# Start of Data extract
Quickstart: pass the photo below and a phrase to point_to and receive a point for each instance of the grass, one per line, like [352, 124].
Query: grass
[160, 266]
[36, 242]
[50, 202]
# End of Data extract
> [Requirements] Rewrite every line of the items with "grass" switched to "turf" and nothing else changed.

> [Correct response]
Quickstart: pass the photo below and a phrase to point_to and receive a point for each instance of the turf, one per line, like [352, 124].
Query: turf
[160, 266]
[36, 242]
[50, 202]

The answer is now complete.